** Objective **
Turn every line of the entries below into a JSON list of strings, one string per line, leaving out any blank lines.

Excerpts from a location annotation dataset
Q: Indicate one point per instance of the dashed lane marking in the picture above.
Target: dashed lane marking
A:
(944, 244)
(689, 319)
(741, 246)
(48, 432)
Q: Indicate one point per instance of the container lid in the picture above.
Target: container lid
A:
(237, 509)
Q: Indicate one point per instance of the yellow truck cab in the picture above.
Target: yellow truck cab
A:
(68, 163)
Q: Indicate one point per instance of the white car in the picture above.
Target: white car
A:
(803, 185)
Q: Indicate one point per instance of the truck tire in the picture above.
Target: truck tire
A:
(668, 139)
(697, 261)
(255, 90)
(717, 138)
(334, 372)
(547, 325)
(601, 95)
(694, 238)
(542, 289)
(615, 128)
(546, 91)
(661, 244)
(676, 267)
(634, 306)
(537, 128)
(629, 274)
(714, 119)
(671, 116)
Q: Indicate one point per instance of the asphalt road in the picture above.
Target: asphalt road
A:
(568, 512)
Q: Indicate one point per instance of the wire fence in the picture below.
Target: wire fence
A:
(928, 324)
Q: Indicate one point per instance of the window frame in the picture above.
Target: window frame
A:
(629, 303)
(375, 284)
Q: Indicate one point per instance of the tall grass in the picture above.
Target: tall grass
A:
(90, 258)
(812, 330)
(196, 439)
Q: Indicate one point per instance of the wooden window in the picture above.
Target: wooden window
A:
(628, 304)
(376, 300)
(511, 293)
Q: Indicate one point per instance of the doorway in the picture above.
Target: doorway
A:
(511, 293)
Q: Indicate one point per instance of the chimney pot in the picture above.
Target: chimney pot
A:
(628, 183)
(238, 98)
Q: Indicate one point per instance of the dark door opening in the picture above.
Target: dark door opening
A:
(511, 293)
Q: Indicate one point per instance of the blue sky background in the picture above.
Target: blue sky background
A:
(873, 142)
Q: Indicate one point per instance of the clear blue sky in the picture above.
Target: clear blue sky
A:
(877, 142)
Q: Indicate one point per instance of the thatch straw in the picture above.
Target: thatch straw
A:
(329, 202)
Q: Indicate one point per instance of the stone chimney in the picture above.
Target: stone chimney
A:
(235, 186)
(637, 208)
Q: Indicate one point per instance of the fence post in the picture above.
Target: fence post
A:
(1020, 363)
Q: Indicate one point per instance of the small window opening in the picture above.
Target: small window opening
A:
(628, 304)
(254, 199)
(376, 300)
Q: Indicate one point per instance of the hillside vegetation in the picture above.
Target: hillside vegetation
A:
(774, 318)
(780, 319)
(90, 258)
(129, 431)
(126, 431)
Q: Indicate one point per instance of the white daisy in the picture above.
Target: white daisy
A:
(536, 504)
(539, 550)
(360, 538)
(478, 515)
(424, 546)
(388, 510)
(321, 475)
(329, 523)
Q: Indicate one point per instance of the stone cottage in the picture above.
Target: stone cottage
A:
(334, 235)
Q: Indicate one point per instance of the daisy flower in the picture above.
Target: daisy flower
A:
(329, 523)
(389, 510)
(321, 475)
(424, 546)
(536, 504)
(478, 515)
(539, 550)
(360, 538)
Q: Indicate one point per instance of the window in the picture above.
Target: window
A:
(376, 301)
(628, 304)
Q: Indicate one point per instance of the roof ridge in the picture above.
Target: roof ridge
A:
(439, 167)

** Response **
[
  "Q: Indicate one point per instance of the dashed lane marking in the picture above.",
  "Target: dashed lane marking",
  "A:",
  "(944, 244)",
  "(689, 319)",
  "(741, 246)",
  "(48, 432)",
  "Q: Indicate one point per instance of the container lid in the picture above.",
  "Target: container lid",
  "A:",
  "(237, 509)",
  "Q: Indicate one point per instance of the yellow truck cab in the picture above.",
  "Target: yellow truck cab",
  "A:",
  "(68, 163)",
  "Q: Indicate one point per instance of the white car in the picture above.",
  "Target: white car",
  "A:",
  "(803, 185)",
  "Q: Indicate one point per instance of the truck tire in the picture above.",
  "Target: truck tire",
  "A:",
  "(668, 139)",
  "(697, 261)",
  "(255, 90)",
  "(717, 138)",
  "(334, 372)",
  "(547, 325)",
  "(601, 95)",
  "(694, 238)",
  "(542, 289)",
  "(615, 128)",
  "(546, 91)",
  "(661, 244)",
  "(676, 267)",
  "(634, 306)",
  "(537, 128)",
  "(629, 274)",
  "(714, 119)",
  "(671, 116)",
  "Q: Indicate one point per instance of the asphalt road in the picture above.",
  "Target: asphalt road",
  "A:",
  "(568, 512)",
  "Q: Indicate one point per instance of the wire fence in the picture below.",
  "Target: wire fence",
  "A:",
  "(928, 324)",
  "Q: Indicate one point per instance of the window frame in the picture above.",
  "Target: window frame",
  "A:",
  "(629, 303)",
  "(375, 284)",
  "Q: Indicate one point per instance of the tall grass in the picture above.",
  "Target: tall grass",
  "A:",
  "(90, 258)",
  "(812, 330)",
  "(196, 439)",
  "Q: Indicate one point per instance of the wooden window in the picture above.",
  "Target: wooden window",
  "A:",
  "(628, 304)",
  "(376, 300)",
  "(511, 293)",
  "Q: Indicate one point per instance of the doorway in the picture above.",
  "Target: doorway",
  "A:",
  "(511, 293)",
  "Q: Indicate one point per instance of the chimney pot in the picture above.",
  "Target: chimney pot",
  "A:",
  "(628, 183)",
  "(238, 98)",
  "Q: Indicate one point per instance of the dark door opening in the picture above.",
  "Target: dark door opening",
  "A:",
  "(511, 293)",
  "Q: Indicate one point per instance of the blue sky background in the picture above.",
  "Target: blue sky background",
  "A:",
  "(873, 142)",
  "Q: Indicate one point per instance of the clear blue sky in the picture above.",
  "Target: clear blue sky",
  "A:",
  "(877, 142)",
  "Q: Indicate one point per instance of the thatch straw in the picture above.",
  "Target: thatch straw",
  "A:",
  "(329, 202)",
  "Q: Indicate one point per instance of the stone chimney in the picture above.",
  "Target: stone chimney",
  "A:",
  "(235, 186)",
  "(637, 208)",
  "Q: Indicate one point per instance of the fence post in the picture above.",
  "Target: fence post",
  "A:",
  "(1020, 363)",
  "Q: Indicate one point per instance of the small window opening in the picture above.",
  "Target: small window opening",
  "A:",
  "(628, 304)",
  "(254, 199)",
  "(376, 300)",
  "Q: Indicate one point per instance of the hillside vegetation in the picture above.",
  "Target: hillside vegetation",
  "A:",
  "(774, 318)",
  "(780, 319)",
  "(90, 258)",
  "(129, 431)",
  "(126, 431)",
  "Q: Indicate one point per instance of the white daisy in the picture above.",
  "Target: white daisy",
  "A:",
  "(536, 504)",
  "(539, 550)",
  "(360, 538)",
  "(478, 515)",
  "(424, 546)",
  "(388, 510)",
  "(321, 475)",
  "(329, 523)",
  "Q: Indicate one point per instance of the stone cottage in the picture above.",
  "Target: stone cottage",
  "A:",
  "(334, 235)",
  "Q: Indicate one point per instance of the daisy flower in the picture above.",
  "Target: daisy flower",
  "A:",
  "(329, 523)",
  "(389, 510)",
  "(321, 475)",
  "(424, 546)",
  "(536, 504)",
  "(478, 515)",
  "(539, 550)",
  "(360, 538)",
  "Q: Indicate one point per instance of the window in the picture above.",
  "Target: window",
  "A:",
  "(376, 301)",
  "(628, 304)",
  "Q: Indicate one point per instance of the roof ridge in the picture above.",
  "Target: roof ridge",
  "A:",
  "(439, 167)"
]